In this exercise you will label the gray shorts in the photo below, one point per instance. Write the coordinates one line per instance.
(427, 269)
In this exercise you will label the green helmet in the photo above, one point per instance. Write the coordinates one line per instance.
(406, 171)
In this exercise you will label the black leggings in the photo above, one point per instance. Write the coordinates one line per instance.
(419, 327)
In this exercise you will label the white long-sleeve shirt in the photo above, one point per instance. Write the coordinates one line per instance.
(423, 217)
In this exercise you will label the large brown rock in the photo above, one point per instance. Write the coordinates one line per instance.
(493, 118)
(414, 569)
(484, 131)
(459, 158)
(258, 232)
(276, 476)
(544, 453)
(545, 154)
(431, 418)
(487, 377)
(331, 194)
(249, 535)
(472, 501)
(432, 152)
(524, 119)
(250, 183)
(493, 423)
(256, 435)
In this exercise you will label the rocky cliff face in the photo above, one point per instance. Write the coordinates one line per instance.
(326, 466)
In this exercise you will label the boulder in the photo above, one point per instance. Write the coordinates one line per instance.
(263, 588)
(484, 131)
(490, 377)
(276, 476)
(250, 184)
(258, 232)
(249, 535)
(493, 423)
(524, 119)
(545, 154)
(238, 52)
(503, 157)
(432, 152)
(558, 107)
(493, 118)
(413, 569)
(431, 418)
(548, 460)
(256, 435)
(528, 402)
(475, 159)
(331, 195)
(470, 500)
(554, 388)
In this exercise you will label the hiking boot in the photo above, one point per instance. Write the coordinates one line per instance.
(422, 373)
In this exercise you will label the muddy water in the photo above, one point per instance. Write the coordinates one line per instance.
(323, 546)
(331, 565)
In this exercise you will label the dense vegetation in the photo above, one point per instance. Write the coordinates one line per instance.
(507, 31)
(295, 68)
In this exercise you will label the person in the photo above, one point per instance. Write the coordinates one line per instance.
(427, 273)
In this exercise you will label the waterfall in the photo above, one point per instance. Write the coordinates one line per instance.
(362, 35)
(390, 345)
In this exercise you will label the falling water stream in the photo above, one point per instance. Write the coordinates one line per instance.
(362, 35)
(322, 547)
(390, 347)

==================================================

WRITTEN INSTRUCTION:
Your task is to retype all the records above with nothing left out.

RESULT OF THE EXERCISE:
In this exercise you will label the gray shorts in the photo below, one point per instance. Write the coordinates one line per instance.
(427, 269)
In this exercise you will label the green helmet in the photo above, one point per instance. Write the coordinates one line per instance.
(406, 171)
In this exercise you will label the black leggings in the photo above, one point per instance. Write the coordinates one line per instance.
(419, 327)
In this exercise you will label the white long-sleeve shirt in the photo above, one point per instance. Write the coordinates one line per instance.
(423, 217)
In this exercise you will label the large brown rock in the photo above, one point per instance. Write the coordinates one line per instance.
(493, 118)
(414, 569)
(484, 131)
(459, 158)
(258, 232)
(276, 476)
(544, 453)
(545, 154)
(431, 418)
(487, 377)
(331, 194)
(249, 535)
(472, 501)
(432, 152)
(524, 119)
(250, 183)
(493, 423)
(256, 435)
In this exercise you will label the rocky cliff face in the photo above, one point per instance. Write the coordinates one line per instance.
(326, 466)
In this exercise you will label the boulder in the photo above, one point per instance. Write the coordinates one line per instance.
(263, 588)
(484, 131)
(490, 377)
(276, 476)
(250, 184)
(258, 232)
(249, 535)
(493, 423)
(524, 119)
(545, 154)
(238, 52)
(503, 157)
(432, 152)
(558, 107)
(493, 118)
(413, 569)
(431, 418)
(548, 460)
(256, 435)
(528, 402)
(475, 159)
(331, 195)
(470, 500)
(554, 388)
In this exercise you will label the hiking boot in the photo above, one point per instance. Write the coordinates one line per instance.
(422, 373)
In this exercise you will label the muddy water in the photo above, one point per instance. Write the coordinates one line per instance.
(323, 546)
(331, 565)
In this exercise you will label the dense vegetation in the photo above, one point per instance. Write the coordinates one line per instance.
(507, 31)
(295, 68)
In this exercise you will label the person in the photo above, one point per instance. Write the coordinates one line per instance.
(427, 273)
In this exercise you will label the waterfall in the photo above, one point per instance. Write the coordinates one line per instance.
(362, 35)
(390, 345)
In this exercise you will label the falling water stream in the photo above, one point per instance. Write the coordinates one line per instance.
(362, 35)
(322, 547)
(390, 347)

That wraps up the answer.